START Text excerpt

McCrabb: A strong foundation starts at home

You want to see the difference between children who are nourished and those abused?

Look no further than George Lang and his four sisters.

Lang wasn’t scheduled to speak during last week’s groundbreaking of the Boys & Girls Club of West Chester/Liberty, but he asked building campaign chair Patti Alderson to add him to the program.

He stole the show, left the audience stunned and silent.

In fact, he said, only a few people at the event — even his close friends for the last 25 years — knew his clouded family history. Lang, a West Chester Twp. trustee and successful businessman, was born George Fabian Fajardo one month after his mother turned 22. He was her fifth child, and his oldest sister, was seven years his senior.

“You can do the math,” he told those in the audience.

22 minus 7 equals 15.

A few months after Lang was born, his biological father, just a kid himself, took off, unable to handle the stress of fatherhood. That left the teen mother to raise her five children all under the age of 7. She had no education, no marketable skills, Lang said.

She soon had a nervous breakdown, not surprisingly.

END Text excerpt
START Study material

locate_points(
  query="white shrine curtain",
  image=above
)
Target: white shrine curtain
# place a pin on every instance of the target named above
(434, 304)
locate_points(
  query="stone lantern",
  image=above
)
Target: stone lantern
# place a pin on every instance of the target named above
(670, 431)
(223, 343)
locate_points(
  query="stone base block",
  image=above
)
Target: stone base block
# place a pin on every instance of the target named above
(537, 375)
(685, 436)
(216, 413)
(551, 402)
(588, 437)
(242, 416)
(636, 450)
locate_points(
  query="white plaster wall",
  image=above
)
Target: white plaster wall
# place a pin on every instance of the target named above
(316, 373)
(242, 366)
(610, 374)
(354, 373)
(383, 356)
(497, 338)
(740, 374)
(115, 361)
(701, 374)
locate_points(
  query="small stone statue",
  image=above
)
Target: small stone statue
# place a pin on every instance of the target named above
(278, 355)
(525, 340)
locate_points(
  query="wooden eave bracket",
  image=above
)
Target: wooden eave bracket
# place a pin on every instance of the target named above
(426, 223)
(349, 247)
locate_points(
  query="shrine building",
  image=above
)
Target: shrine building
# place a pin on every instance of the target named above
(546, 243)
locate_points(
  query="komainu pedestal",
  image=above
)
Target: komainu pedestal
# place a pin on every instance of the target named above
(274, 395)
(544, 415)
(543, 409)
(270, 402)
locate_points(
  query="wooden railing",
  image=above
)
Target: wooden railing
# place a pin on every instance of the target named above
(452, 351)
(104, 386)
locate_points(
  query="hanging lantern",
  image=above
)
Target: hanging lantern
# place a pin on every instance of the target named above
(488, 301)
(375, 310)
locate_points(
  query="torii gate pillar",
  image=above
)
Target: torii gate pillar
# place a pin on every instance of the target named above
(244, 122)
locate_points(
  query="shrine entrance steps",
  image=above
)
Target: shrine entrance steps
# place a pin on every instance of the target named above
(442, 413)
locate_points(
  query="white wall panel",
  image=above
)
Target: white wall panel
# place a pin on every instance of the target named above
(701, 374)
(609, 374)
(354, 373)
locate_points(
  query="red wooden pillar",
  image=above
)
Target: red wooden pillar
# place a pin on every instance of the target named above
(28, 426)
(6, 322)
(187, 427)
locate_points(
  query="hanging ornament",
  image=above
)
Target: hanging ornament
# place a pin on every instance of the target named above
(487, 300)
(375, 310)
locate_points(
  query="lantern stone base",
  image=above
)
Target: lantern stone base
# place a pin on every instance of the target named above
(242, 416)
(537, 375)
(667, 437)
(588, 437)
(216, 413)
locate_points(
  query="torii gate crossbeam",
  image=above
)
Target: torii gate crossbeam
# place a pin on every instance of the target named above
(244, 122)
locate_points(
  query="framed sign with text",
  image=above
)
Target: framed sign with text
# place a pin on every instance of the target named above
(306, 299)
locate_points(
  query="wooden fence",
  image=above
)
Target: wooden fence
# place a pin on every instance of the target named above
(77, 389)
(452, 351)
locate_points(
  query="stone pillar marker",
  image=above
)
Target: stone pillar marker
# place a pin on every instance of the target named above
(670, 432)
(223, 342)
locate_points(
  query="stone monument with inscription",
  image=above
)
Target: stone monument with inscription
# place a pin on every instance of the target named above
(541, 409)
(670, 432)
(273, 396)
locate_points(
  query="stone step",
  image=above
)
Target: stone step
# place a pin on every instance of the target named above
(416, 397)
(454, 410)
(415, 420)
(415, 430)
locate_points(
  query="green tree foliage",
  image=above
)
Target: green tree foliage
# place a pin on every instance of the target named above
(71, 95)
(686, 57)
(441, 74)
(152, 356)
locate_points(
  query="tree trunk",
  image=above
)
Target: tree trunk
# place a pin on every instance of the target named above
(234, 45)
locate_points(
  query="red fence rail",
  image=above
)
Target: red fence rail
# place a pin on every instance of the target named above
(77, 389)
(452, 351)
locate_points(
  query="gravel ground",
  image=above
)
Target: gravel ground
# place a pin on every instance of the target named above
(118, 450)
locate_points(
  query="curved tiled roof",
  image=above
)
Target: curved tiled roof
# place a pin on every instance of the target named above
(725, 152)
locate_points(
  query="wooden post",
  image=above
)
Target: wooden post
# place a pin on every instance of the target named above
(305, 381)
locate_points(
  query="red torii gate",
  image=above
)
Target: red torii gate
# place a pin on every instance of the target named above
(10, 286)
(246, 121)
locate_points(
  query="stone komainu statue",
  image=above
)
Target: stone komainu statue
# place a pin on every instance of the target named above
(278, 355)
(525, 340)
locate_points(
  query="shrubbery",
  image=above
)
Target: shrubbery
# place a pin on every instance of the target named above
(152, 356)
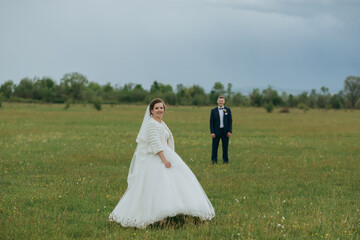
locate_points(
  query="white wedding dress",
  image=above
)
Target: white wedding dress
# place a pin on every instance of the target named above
(155, 192)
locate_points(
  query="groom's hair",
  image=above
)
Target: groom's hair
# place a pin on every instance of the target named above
(155, 101)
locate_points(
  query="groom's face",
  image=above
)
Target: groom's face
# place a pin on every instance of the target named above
(221, 102)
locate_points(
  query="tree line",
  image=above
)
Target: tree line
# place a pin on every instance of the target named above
(75, 88)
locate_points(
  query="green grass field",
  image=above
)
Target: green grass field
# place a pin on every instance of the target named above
(291, 176)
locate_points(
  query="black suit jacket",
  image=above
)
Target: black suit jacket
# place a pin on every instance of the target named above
(215, 121)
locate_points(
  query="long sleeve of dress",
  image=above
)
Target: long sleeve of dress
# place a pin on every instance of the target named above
(153, 136)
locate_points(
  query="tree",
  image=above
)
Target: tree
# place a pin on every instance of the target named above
(74, 85)
(44, 89)
(352, 89)
(7, 88)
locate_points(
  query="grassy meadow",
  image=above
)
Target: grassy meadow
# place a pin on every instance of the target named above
(290, 176)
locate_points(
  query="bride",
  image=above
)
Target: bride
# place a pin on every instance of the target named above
(160, 184)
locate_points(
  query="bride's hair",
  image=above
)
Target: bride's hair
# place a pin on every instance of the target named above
(155, 101)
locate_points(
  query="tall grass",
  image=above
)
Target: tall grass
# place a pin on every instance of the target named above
(290, 176)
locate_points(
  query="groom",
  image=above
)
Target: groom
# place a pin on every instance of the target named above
(220, 128)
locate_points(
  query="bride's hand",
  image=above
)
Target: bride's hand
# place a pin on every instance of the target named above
(167, 164)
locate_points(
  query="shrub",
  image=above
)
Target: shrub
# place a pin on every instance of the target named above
(303, 106)
(269, 107)
(97, 101)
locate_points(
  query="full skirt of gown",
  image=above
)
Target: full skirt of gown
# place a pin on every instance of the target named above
(155, 192)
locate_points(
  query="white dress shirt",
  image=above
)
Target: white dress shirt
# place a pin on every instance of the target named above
(221, 113)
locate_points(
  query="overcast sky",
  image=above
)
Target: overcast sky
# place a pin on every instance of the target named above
(289, 44)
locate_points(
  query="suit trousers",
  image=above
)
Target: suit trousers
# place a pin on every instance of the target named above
(215, 146)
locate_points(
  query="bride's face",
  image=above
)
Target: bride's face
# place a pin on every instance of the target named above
(158, 111)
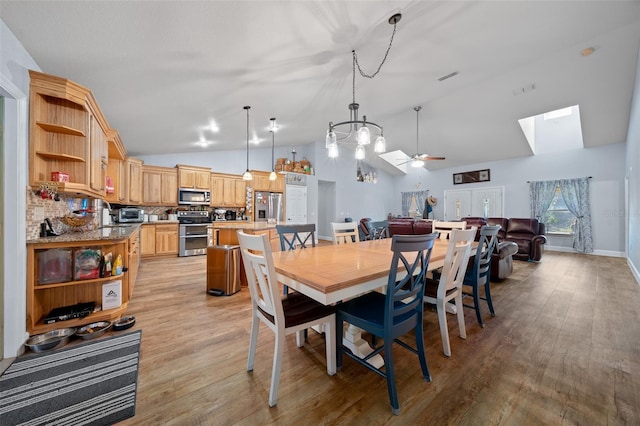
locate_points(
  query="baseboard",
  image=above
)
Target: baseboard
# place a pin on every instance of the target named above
(609, 253)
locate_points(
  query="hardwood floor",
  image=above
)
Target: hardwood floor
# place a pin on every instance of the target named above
(564, 348)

END Study material

In the column about George Lang, what name was Lang born with?

> **Response to the exercise**:
George Fabian Fajardo